Friday, April 5, 2019

My RPG year 2018 Part 1: Looking back

I'm carefully tracking my roleplaying activities for a couple of years now. 2018 was no exception. For the next three blog posts, I talk about what I have done and played with some deeper insights behind my personal statistics.

This is Part 1 about my general activities. Part 2 will be about the statistics and Part 3 is an Award Ceremony for all the characters I played.

I continued to be in Guatemala most of the time in 2018. That meant that my playing was mainly online. But I also traveled a while in Germany which gave me the opportunity to find time for my f2f group and visit a convention. I also continued to play with my son, who turned seven in 2018.

So generally 2017 was comparable to 2018. Main place for me to play and exchange was again the Gauntlet Slack with its amazing online gaming calendar and an inclusive and welcoming community. I gamed a bit less, but got even more into design with some first published games.

Before I go deeper into statistics in a separate blog post, I would like to summarize what else has happened 2018 beside gaming. But stay with me, the statistics have some interesting points as well.

Part 1: What has happenend


My German language writing output was with the Erzählspiel-Zine in which I act as a writer and co-editor for the main responsible people Tina and Thorsten. The zine team is publishing German language games, interviews and essays on a quarterly basis. I published a play report for Winterhorn, contributed to Drachenreise (Dragon Journey), a Route Clearance hack, by Tina and my son and a workshop report for Tuk Fast Tuk Furious there.

Online Gaming

Online gaming was again the most important part of my gaming life with the Gauntlet calendar my most valuable resource for exciting games, facilitators and players. Other sources of online play but to a lesser degree was through spontaneous sessions between Gauntleteers.

I was also part of the Mercy Falls series again by Jason Cordova, a Monsterhearts actual play (AP) series which gets transformed into a podcast series of cleaned and slightly edited 30 minutes pieces called Pocket Sized Play. I was in the '83 part of the series.

#### Listed records
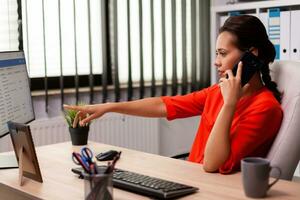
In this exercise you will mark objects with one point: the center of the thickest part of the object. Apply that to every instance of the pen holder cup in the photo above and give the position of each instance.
(98, 186)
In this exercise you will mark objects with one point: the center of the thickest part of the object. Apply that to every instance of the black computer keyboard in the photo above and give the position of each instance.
(147, 185)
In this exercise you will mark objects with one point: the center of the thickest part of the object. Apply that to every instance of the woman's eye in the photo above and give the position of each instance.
(223, 54)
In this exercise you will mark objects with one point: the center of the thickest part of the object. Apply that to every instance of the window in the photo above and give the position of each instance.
(9, 25)
(62, 37)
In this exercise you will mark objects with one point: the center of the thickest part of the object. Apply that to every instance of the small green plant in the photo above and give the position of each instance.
(73, 117)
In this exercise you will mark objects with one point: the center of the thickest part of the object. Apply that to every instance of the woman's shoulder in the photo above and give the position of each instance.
(265, 99)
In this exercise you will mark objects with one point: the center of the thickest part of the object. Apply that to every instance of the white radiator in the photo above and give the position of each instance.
(115, 129)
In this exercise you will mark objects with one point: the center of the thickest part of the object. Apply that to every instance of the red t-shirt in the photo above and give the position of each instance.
(255, 124)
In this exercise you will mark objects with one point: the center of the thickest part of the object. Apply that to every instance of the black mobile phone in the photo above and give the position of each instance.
(251, 64)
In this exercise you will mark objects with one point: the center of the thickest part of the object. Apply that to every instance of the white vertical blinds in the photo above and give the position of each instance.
(9, 25)
(158, 42)
(40, 56)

#### Complete the following
1. Set down the whole blog post about the 2018 roleplaying year word for word.
2. Pull out everything in the entries from the line containing "of the window" down to the final line of the entries, both included, and reproduce those lines without any change.
The entries are unrelated to the blog post.

#### Final answers
1.
Friday, April 5, 2019

My RPG year 2018 Part 1: Looking back

I'm carefully tracking my roleplaying activities for a couple of years now. 2018 was no exception. For the next three blog posts, I talk about what I have done and played with some deeper insights behind my personal statistics.

This is Part 1 about my general activities. Part 2 will be about the statistics and Part 3 is an Award Ceremony for all the characters I played.

I continued to be in Guatemala most of the time in 2018. That meant that my playing was mainly online. But I also traveled a while in Germany which gave me the opportunity to find time for my f2f group and visit a convention. I also continued to play with my son, who turned seven in 2018.

So generally 2017 was comparable to 2018. Main place for me to play and exchange was again the Gauntlet Slack with its amazing online gaming calendar and an inclusive and welcoming community. I gamed a bit less, but got even more into design with some first published games.

Before I go deeper into statistics in a separate blog post, I would like to summarize what else has happened 2018 beside gaming. But stay with me, the statistics have some interesting points as well.

Part 1: What has happenend


My German language writing output was with the Erzählspiel-Zine in which I act as a writer and co-editor for the main responsible people Tina and Thorsten. The zine team is publishing German language games, interviews and essays on a quarterly basis. I published a play report for Winterhorn, contributed to Drachenreise (Dragon Journey), a Route Clearance hack, by Tina and my son and a workshop report for Tuk Fast Tuk Furious there.

Online Gaming

Online gaming was again the most important part of my gaming life with the Gauntlet calendar my most valuable resource for exciting games, facilitators and players. Other sources of online play but to a lesser degree was through spontaneous sessions between Gauntleteers.

I was also part of the Mercy Falls series again by Jason Cordova, a Monsterhearts actual play (AP) series which gets transformed into a podcast series of cleaned and slightly edited 30 minutes pieces called Pocket Sized Play. I was in the '83 part of the series.

2.
In this exercise you will mark objects with one point: the center of the thickest part of the object. Apply that to every instance of the window in the photo above and give the position of each instance.
(9, 25)
(62, 37)
In this exercise you will mark objects with one point: the center of the thickest part of the object. Apply that to every instance of the small green plant in the photo above and give the position of each instance.
(73, 117)
In this exercise you will mark objects with one point: the center of the thickest part of the object. Apply that to every instance of the woman's shoulder in the photo above and give the position of each instance.
(265, 99)
In this exercise you will mark objects with one point: the center of the thickest part of the object. Apply that to every instance of the white radiator in the photo above and give the position of each instance.
(115, 129)
In this exercise you will mark objects with one point: the center of the thickest part of the object. Apply that to every instance of the red t-shirt in the photo above and give the position of each instance.
(255, 124)
In this exercise you will mark objects with one point: the center of the thickest part of the object. Apply that to every instance of the black mobile phone in the photo above and give the position of each instance.
(251, 64)
In this exercise you will mark objects with one point: the center of the thickest part of the object. Apply that to every instance of the white vertical blinds in the photo above and give the position of each instance.
(9, 25)
(158, 42)
(40, 56)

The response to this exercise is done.